== Texte proposé ==

La déliquescence du trumpisme : anatomie d'une imposture politique

Les Etats-Unis sont un curieux pays, du temps du maccarthysme on chassait les communistes, et voici venu le temps du trumpisme où l’on chasse les anti-communistes qui contrarient l’amour de Donald Trump pour Vladimir Poutine…

Le trumpisme se révèle, à l’analyse, comme un fascinant cas d’école de ce que j’appellerais volontiers le « capitalisme immobilier appliqué à la géopolitique ». Non pas une doctrine politique, encore moins une vision stratégique, mais plutôt une transposition maladroite des méthodes du bazar : marchander, négocier, obtenir le meilleur prix – comme si les nations étaient des biens immobiliers à acquérir au rabais.

L’ignorance crasse de Trump en matière d’histoire et de géopolitique – sujet d’innombrables chroniques satiriques – n’est pas qu’anecdotique : elle est constitutive de sa méthode. Héritier fortuné devenu promoteur immobilier aux résultats pour le moins mitigés, Trump incarne parfaitement ce que les Américains appellent un « failed upward » – quelqu’un qui progresse grâce à ses échecs. Son accession à la présidence tient moins à ses qualités intrinsèques qu’à une constellation de facteurs : le zeitgeist, le hasard, et cette nouvelle normalisation du mensonge éhonté en politique.

La faillite de sa méthode s’est manifestée dès les premiers jours de son mandat. Prenons ses fameux tarifs douaniers : une catastrophe économique qui a principalement pénalisé les consommateurs américains – subtilité qui semble avoir échappé à notre marchand de tapis en chef. Ses projets fantasques – l’acquisition du Groenland, la mainmise sur le canal de Panama, la transformation de Gaza en Riviera – relèvent plus du délire mégalomaniaque que d’une quelconque vision géopolitique cohérente.

===

Consignes.
a - Renvoyez le passage du texte sur le trumpisme qui débute aux mots « L’ignorance crasse de » et se termine après les mots « éhonté en politique. », sans la moindre modification.
b - Pour chacune des affirmations suivantes, indiquez par oui ou par non si elle concorde avec le texte sur le trumpisme, et citez les mots du texte qui permettent de trancher.
(i) Trump est présenté comme un héritier fortuné devenu promoteur immobilier.
(ii) Les tarifs douaniers de Trump ont surtout pénalisé les consommateurs étrangers.
(iii) Le trumpisme est décrit comme une vision stratégique.
c - Traduisez en anglais la phrase suivante du texte sur le trumpisme : « La faillite de sa méthode s’est manifestée dès les premiers jours de son mandat. »

== Données fournies ==

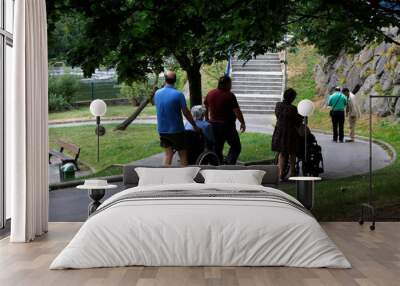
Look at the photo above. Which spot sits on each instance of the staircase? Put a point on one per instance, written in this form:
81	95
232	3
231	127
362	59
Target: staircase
259	83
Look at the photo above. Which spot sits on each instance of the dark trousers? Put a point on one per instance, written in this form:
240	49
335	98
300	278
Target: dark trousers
338	123
226	132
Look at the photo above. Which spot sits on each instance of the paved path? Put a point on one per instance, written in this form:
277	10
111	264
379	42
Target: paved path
341	160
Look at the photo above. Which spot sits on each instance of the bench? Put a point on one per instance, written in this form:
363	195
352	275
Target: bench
71	148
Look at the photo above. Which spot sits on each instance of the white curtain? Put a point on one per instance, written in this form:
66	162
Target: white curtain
27	145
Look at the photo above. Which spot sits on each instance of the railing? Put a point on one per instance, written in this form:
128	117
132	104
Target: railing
283	59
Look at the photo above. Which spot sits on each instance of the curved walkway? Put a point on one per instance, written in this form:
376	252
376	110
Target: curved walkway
340	160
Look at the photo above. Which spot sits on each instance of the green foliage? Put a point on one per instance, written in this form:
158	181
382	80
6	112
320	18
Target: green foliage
136	91
210	75
57	103
62	90
137	36
64	35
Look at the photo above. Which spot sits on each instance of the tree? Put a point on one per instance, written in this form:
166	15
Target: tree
137	35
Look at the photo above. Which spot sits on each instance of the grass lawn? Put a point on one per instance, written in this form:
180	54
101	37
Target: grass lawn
112	111
137	142
340	199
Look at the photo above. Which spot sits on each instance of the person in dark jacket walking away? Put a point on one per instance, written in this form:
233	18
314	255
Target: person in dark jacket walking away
222	110
337	101
285	137
170	104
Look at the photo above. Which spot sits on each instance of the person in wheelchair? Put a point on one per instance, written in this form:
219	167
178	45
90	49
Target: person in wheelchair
198	114
200	144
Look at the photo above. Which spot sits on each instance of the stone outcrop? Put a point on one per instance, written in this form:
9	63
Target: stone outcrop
373	71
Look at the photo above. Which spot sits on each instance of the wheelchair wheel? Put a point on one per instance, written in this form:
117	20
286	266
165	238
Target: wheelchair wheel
208	158
286	168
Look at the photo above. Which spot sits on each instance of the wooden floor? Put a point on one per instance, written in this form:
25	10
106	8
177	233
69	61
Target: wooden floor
375	257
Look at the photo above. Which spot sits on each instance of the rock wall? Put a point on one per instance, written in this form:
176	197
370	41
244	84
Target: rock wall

===

Exercices corrigés.
a -
L’ignorance crasse de Trump en matière d’histoire et de géopolitique – sujet d’innombrables chroniques satiriques – n’est pas qu’anecdotique : elle est constitutive de sa méthode. Héritier fortuné devenu promoteur immobilier aux résultats pour le moins mitigés, Trump incarne parfaitement ce que les Américains appellent un « failed upward » – quelqu’un qui progresse grâce à ses échecs. Son accession à la présidence tient moins à ses qualités intrinsèques qu’à une constellation de facteurs : le zeitgeist, le hasard, et cette nouvelle normalisation du mensonge éhonté en politique.

b -
(i) Oui : « Héritier fortuné devenu promoteur immobilier aux résultats pour le moins mitigés ».
(ii) Non : « une catastrophe économique qui a principalement pénalisé les consommateurs américains ».
(iii) Non : « Non pas une doctrine politique, encore moins une vision stratégique ».

c - The failure of his method became apparent from the very first days of his term.